* EXERCISE GOAL: Continue the discussion about whether everyone is capable of mathematical reasoning, starting right after its final sentence.

* EXTRACT:
================================

That's not to say that people won't perform better when they work harder, but the limits are just not the same for everyone. So 'capable of mathematical reasoning' either is some common denominator barely worth mentioning, or the statement simply isn't true. Clickbait, if you will.

  • I'm the author of what you've just described as clickbait.

    Interestingly, the 100m metaphor is extensively discussed in my book, where I explain why it should rather lead to the exact opposite of your conclusion.

    The situation with math isn't that there's a bunch of people who run under 10s. It's more like the best people run in 1 nanosecond, while the majority of the population never gets to the finish line.

    Highly-heritable polygenic traits like height follow a Gaussian distribution because this is what you get through linear expression of many random variations. There is no genetic pathway to Pareto-like distribution like what we see in math — they're always obtained through iterated stochastic draws where one capitalizes on past successes (Yule process).

    When I claim everyone is capable of doing math, I'm not making a naive egalitarian claim.

    As a pure mathematician who's been exposed to insane levels of math "genius" , I'm acutely aware of the breadth of the math talent gap. As explained in the interview, I don't think "normal people" can catch up with people like Grothendieck or Thurston, who started in early childhood. But I do think that the extreme talent of these "geniuses" is a testimonial to the gigantic margin of progression that lies in each of us.

    In other words: you'll never run in a nanosecond, but you can become 1000x better at math than you thought was your limit.

    There are actual techniques that career mathematicians know about. These techniques are hard to teach because they’re hard to communicate: it's all about adopting the right mental attitude, performing the right "unseen actions" in your head.

    I know this sounds like clickbait, but it's not. My book is a serious attempt to document the secret "oral tradition" of top mathematicians, what they all know and discuss behind closed doors.

    Feel free to dismiss my ideas with a shrug, but just be aware that they are fairly consensual among elite mathematicians.

================================

* COLLECTED DATA:
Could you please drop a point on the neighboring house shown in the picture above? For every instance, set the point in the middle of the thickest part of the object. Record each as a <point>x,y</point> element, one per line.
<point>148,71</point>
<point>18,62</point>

================================

* EXERCISE RESULT:
    A good number of Abel prize winners & Fields medallists have read my book and found it important and accurate. It's been blurbed by Steve Strogatz and Terry Tao.

    In other words: the people who run the mathematical 100m in under a second don't think it's because of their genes. They may have a hard time putting words to it, but they all have a very clear memory of how they got there.

    • This power law argument immediately reminds me of education studies literature that (contrary to the math teachers in this thread) emphasize that mathematical ability is learned cumulatively, that a student's success feeds on itself and advances their ability to grasp more difficult material.

      As for my own half-baked opinion, I want to say that the Church-Turing Thesis and Chomsky's innate theory of cognition have something to add to the picture. Homo sapiens as a species essentially has the capacity to think analytically and mathematically; I want to argue this is a universal capacity loosely analogous to the theory of universal Turing machines. So what matters is people's early experiences where they learn how to both practice and, critically, to play, when they learn difficult ideas and skills.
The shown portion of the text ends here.